Brain atrophy is a prominent pathological feature of AD, considered to be caused by neuronal loss and correlating with clinical disease manifestation. However, there are no circulating biomarkers that accurately identify cell death in the brain. The identification of such biomarkers is a major unmet need that could revolutionize the understanding, diagnosis and monitoring of AD.

It is well established that blood contains short-lived nucleosome-size fragments of circulating, cell-free DNA (cfDNA) derived from cells that have recently died. Analysis of cfDNA is already being used to identify mutations in fetuses, to monitor tumor dynamics and to detect graft rejection. These applications rely on genetic differences between the host and the tissue of interest, and are therefore blind to cfDNA derived from dying cells with normal genome, as occurs in AD.

■ **PROVIDED MATERIAL**
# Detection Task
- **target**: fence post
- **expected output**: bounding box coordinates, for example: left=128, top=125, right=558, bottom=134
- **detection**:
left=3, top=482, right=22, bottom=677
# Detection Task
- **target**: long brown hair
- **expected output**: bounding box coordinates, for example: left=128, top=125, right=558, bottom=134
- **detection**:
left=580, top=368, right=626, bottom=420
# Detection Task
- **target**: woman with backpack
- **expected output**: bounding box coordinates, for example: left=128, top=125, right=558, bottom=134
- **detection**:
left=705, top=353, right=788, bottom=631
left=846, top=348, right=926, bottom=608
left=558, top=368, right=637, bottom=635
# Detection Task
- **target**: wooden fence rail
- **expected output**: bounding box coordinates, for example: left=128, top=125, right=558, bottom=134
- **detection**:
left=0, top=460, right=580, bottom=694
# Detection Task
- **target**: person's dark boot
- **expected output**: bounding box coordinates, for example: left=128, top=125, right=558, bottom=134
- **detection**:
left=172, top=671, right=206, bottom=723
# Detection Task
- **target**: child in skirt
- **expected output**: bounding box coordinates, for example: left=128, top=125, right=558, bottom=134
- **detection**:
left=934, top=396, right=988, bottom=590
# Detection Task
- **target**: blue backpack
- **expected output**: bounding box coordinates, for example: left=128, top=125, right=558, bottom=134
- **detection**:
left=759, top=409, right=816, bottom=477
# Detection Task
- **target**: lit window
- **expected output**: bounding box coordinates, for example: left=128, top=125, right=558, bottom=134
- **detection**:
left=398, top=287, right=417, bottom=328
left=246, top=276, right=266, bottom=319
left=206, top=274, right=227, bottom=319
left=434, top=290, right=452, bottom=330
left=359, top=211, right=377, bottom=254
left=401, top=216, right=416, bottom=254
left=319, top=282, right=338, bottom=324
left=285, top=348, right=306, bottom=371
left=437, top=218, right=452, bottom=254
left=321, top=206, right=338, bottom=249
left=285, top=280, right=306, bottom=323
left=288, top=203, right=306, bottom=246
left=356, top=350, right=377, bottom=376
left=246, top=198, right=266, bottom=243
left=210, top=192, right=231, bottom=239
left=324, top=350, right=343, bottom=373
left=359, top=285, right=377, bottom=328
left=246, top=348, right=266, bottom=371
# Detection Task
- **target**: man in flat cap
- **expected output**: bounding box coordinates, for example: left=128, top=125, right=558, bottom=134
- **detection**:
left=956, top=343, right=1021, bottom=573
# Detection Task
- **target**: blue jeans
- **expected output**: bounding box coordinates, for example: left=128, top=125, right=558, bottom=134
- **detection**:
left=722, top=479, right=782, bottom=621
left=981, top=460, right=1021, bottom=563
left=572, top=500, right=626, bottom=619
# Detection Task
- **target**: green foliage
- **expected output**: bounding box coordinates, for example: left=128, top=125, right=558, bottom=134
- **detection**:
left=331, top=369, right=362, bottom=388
* * *
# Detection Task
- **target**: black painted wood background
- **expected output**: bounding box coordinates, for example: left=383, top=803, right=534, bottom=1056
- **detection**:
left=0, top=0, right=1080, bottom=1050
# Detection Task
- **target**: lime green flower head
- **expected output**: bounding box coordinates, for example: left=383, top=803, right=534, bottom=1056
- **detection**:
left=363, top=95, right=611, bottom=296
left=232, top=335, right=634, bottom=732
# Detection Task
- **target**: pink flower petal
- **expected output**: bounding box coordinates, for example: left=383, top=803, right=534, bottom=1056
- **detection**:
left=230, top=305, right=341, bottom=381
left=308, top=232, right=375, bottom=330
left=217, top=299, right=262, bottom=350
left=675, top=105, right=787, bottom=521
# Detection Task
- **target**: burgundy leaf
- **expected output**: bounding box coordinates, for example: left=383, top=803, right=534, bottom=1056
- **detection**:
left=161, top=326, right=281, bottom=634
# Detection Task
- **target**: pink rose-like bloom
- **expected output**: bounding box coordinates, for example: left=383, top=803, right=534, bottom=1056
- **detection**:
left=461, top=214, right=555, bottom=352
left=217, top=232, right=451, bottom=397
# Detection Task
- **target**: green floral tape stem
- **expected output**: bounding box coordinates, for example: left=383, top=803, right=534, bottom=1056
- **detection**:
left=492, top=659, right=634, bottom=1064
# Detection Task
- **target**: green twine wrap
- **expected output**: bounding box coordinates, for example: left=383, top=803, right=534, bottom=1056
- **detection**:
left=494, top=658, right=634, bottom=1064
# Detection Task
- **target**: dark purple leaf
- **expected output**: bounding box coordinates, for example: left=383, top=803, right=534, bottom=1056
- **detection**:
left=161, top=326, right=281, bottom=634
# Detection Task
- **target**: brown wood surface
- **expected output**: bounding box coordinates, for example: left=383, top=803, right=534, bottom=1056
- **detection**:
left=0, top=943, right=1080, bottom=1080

■ **COMPLETE THE FOLLOWING**
• 1. Write out the passage on circulating biomarkers for AD word for word, beginning at the words that have "It is well established" and stopping after "occurs in AD.".
• 2. Resume the text on cell-free DNA in Alzheimer's disease after its final sentence.
The records have no connection to the text on cell-free DNA in Alzheimer's disease.

■ **ANSWERS**
• 1.
It is well established that blood contains short-lived nucleosome-size fragments of circulating, cell-free DNA (cfDNA) derived from cells that have recently died. Analysis of cfDNA is already being used to identify mutations in fetuses, to monitor tumor dynamics and to detect graft rejection. These applications rely on genetic differences between the host and the tissue of interest, and are therefore blind to cfDNA derived from dying cells with normal genome, as occurs in AD.

• 2.
We have developed an approach to identify the tissue origins of cfDNA, using cell type-specific DNA methylation patterns. Methylation patterns are highly specific to individual cell types, conserved among individuals and in pathologies, and preserved on cfDNA. In extensive preliminary studies we have identified multiple brain-specific methylation markers (including neuronal, oligodendrocyte and astrocyte-specific markers), and developed a method to identify these in cfDNA derived from plasma, based on PCR on bisulfite-converted DNA followed by next generation sequencing. We also demonstrated the presence of elevated brain-derived cfDNA in the plasma of people with brain damage, including highly encouraging data from plasma of people with early AD.

We propose to establish a method for highly sensitive, specific and accurate detection of death of specific cell types in the brain, based on specific methylation patterns of cfDNA, and to test it method in 750 prospective plasma samples from people with early AD and healthy controls. This novel type of biomarker may transform research and diagnosis of AD.